§ **Assignment**
Copy out the data in full, keeping each line exactly as it reads.

[Start of section]

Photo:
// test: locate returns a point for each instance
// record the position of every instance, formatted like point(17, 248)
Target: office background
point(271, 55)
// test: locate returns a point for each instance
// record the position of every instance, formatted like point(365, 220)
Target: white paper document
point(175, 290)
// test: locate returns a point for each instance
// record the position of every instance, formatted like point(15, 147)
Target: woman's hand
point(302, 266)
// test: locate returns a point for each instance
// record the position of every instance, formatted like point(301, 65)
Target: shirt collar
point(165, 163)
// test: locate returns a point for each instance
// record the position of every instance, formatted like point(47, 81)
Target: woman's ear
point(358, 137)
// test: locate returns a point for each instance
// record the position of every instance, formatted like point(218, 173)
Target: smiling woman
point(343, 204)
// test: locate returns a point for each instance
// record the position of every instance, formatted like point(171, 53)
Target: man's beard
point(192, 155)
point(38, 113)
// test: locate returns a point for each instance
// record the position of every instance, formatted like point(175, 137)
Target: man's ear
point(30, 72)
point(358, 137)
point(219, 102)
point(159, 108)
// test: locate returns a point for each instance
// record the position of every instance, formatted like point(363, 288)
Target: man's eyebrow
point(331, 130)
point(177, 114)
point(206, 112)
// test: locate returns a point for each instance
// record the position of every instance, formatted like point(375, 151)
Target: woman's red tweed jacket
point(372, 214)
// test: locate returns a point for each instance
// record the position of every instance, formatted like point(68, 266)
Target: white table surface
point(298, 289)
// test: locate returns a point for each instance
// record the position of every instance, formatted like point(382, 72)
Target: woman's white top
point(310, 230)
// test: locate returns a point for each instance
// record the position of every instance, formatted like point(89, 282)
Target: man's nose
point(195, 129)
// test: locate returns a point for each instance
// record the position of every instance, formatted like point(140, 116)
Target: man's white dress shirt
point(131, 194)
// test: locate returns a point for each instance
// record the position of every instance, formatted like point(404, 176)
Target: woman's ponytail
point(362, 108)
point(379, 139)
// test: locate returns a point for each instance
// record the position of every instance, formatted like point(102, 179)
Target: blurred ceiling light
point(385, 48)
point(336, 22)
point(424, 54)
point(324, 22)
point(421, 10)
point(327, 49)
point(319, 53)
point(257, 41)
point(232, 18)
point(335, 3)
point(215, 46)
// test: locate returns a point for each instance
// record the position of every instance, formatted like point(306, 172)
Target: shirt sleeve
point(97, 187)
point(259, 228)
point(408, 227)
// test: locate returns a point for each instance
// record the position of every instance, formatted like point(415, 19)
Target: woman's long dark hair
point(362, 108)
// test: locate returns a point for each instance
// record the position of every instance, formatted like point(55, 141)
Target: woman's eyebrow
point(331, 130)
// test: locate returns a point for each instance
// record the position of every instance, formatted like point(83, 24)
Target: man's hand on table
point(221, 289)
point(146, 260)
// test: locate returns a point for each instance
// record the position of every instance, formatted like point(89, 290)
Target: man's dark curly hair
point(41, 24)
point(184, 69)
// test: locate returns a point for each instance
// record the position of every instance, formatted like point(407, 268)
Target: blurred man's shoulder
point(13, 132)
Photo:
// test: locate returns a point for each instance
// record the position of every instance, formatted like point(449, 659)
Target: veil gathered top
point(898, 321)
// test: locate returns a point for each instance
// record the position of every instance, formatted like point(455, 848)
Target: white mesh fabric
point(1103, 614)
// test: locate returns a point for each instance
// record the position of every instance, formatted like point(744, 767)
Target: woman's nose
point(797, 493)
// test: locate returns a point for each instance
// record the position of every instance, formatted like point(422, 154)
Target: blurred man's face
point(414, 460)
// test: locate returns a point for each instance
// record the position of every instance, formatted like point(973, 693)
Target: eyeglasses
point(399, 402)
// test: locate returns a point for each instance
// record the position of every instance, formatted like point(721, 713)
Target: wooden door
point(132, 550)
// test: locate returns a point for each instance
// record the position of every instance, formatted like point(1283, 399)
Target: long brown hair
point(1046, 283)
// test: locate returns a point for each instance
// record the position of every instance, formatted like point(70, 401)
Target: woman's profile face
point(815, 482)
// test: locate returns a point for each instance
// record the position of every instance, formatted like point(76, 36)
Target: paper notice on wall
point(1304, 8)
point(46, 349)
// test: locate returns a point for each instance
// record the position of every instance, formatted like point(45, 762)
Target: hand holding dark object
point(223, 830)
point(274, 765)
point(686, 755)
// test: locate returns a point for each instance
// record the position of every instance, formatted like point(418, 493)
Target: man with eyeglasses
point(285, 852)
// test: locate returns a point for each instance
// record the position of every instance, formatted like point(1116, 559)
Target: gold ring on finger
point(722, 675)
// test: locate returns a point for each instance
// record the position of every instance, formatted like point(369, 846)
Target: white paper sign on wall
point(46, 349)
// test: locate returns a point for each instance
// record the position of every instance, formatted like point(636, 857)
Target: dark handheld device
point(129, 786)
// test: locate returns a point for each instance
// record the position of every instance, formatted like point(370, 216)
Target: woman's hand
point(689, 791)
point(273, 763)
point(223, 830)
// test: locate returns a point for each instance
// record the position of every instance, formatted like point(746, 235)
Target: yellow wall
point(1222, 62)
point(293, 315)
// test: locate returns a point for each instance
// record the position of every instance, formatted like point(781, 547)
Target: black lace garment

[End of section]

§ **Answer to this task**
Photo:
// test: locate returns a point for each instance
// record the position of every instance, formatted like point(17, 248)
Target: office background
point(271, 55)
// test: locate returns a point for each instance
// record the position of every instance, formatted like point(365, 220)
Target: white paper document
point(175, 290)
// test: locate returns a point for each instance
// record the position of every instance, formatted like point(15, 147)
Target: woman's hand
point(302, 266)
// test: locate returns a point for each instance
// record the position of every instance, formatted like point(301, 65)
Target: shirt collar
point(165, 163)
// test: locate returns a point for each instance
// record the position of every instance, formatted like point(47, 81)
Target: woman's ear
point(358, 137)
// test: locate returns a point for each instance
// record the position of every instance, formatted like point(218, 173)
Target: smiling woman
point(343, 204)
// test: locate returns a point for each instance
// record the position of every instance, formatted like point(171, 53)
Target: man's beard
point(192, 155)
point(38, 113)
// test: locate returns a point for each instance
// record the position of every instance, formatted like point(175, 137)
Target: man's ear
point(30, 72)
point(358, 137)
point(219, 102)
point(159, 108)
// test: locate returns a point for each instance
// record the position of every instance, formatted like point(363, 288)
Target: man's eyebrow
point(331, 130)
point(177, 114)
point(206, 112)
// test: locate returns a point for each instance
// record the position of every instance, formatted like point(375, 151)
Target: woman's red tweed jacket
point(372, 214)
// test: locate returns a point for each instance
// record the position of every instance, formatted like point(68, 266)
Target: white table surface
point(298, 289)
// test: locate returns a point for each instance
// record the position of every instance, formatted like point(382, 72)
Target: woman's white top
point(310, 230)
// test: locate returns a point for each instance
// record the position of every instance, formatted like point(89, 282)
Target: man's nose
point(195, 129)
// test: locate returns a point for each instance
// record the position of every instance, formatted like point(140, 116)
Target: man's white dress shirt
point(131, 194)
// test: locate returns a point for each instance
// record the position of every instance, formatted like point(404, 176)
Target: woman's ponytail
point(362, 108)
point(379, 139)
// test: locate returns a point for each instance
// record the position of every instance, formatted like point(102, 179)
Target: blurred ceiling light
point(385, 48)
point(336, 22)
point(424, 54)
point(324, 22)
point(421, 10)
point(327, 49)
point(319, 53)
point(257, 41)
point(232, 18)
point(335, 3)
point(215, 46)
// test: locate returns a point for each instance
// record the position of every instance, formatted like point(306, 172)
Target: shirt sleeve
point(97, 187)
point(259, 228)
point(408, 227)
// test: locate returns a point for each instance
// record the position of every instance, formatted like point(415, 19)
Target: woman's long dark hair
point(362, 108)
// test: locate returns a point for each instance
// record the position of every instance, formatted like point(55, 141)
Target: woman's eyebrow
point(331, 130)
// test: locate returns a point for each instance
// record the position of every instance, formatted like point(83, 24)
Target: man's hand on table
point(221, 289)
point(146, 260)
// test: locate returns a point for each instance
// record the position of every instance, formatted like point(89, 290)
Target: man's dark curly hair
point(41, 24)
point(184, 69)
// test: locate returns a point for each instance
// record the position of every instance, formatted like point(407, 268)
Target: blurred man's shoulder
point(13, 132)
Photo:
// test: locate returns a point for each instance
// record the position of every instance, formatted like point(449, 659)
Target: veil gathered top
point(898, 321)
// test: locate returns a point for each instance
// record the position of every instance, formatted like point(455, 848)
Target: white mesh fabric
point(1103, 614)
// test: locate returns a point for each instance
// record the position of every instance, formatted like point(744, 767)
Target: woman's nose
point(797, 493)
// test: locate returns a point for each instance
// record the position of every instance, formatted like point(422, 154)
Target: blurred man's face
point(414, 460)
// test: locate returns a point for each instance
// record the position of every instance, formatted like point(973, 693)
Target: eyeglasses
point(399, 402)
// test: locate returns a point for each instance
// record the position of every instance, formatted like point(721, 713)
Target: wooden door
point(132, 550)
// test: locate returns a point for each instance
// record the position of every instance, formatted like point(1283, 399)
Target: long brown hair
point(1046, 283)
// test: locate returns a point for each instance
// record the position of every instance, formatted like point(70, 401)
Target: woman's profile face
point(815, 482)
// test: locate returns a point for each instance
// record the position of every instance, formatted like point(76, 36)
Target: paper notice on wall
point(1304, 8)
point(46, 349)
// test: locate returns a point for each instance
// record the position of every instance, formatted like point(45, 762)
Target: hand holding dark object
point(223, 830)
point(274, 765)
point(686, 755)
// test: locate returns a point for each instance
// record the position of every instance, formatted like point(418, 493)
Target: man with eyeglasses
point(285, 852)
// test: locate returns a point for each instance
// record the position of every instance, formatted like point(1116, 559)
Target: gold ring on finger
point(722, 675)
// test: locate returns a point for each instance
// record the position of every instance, formatted like point(369, 846)
Target: white paper sign on wall
point(46, 349)
// test: locate returns a point for each instance
// record the position of every instance, formatted like point(636, 857)
Target: dark handheld device
point(129, 786)
// test: locate returns a point for each instance
// record the position of every instance, formatted like point(370, 216)
Target: woman's hand
point(689, 791)
point(273, 763)
point(223, 830)
// test: locate returns a point for each instance
// record the position of every instance, formatted like point(746, 235)
Target: yellow wall
point(1222, 62)
point(293, 315)
// test: locate returns a point for each instance
// record the position of every instance, formatted like point(781, 547)
Target: black lace garment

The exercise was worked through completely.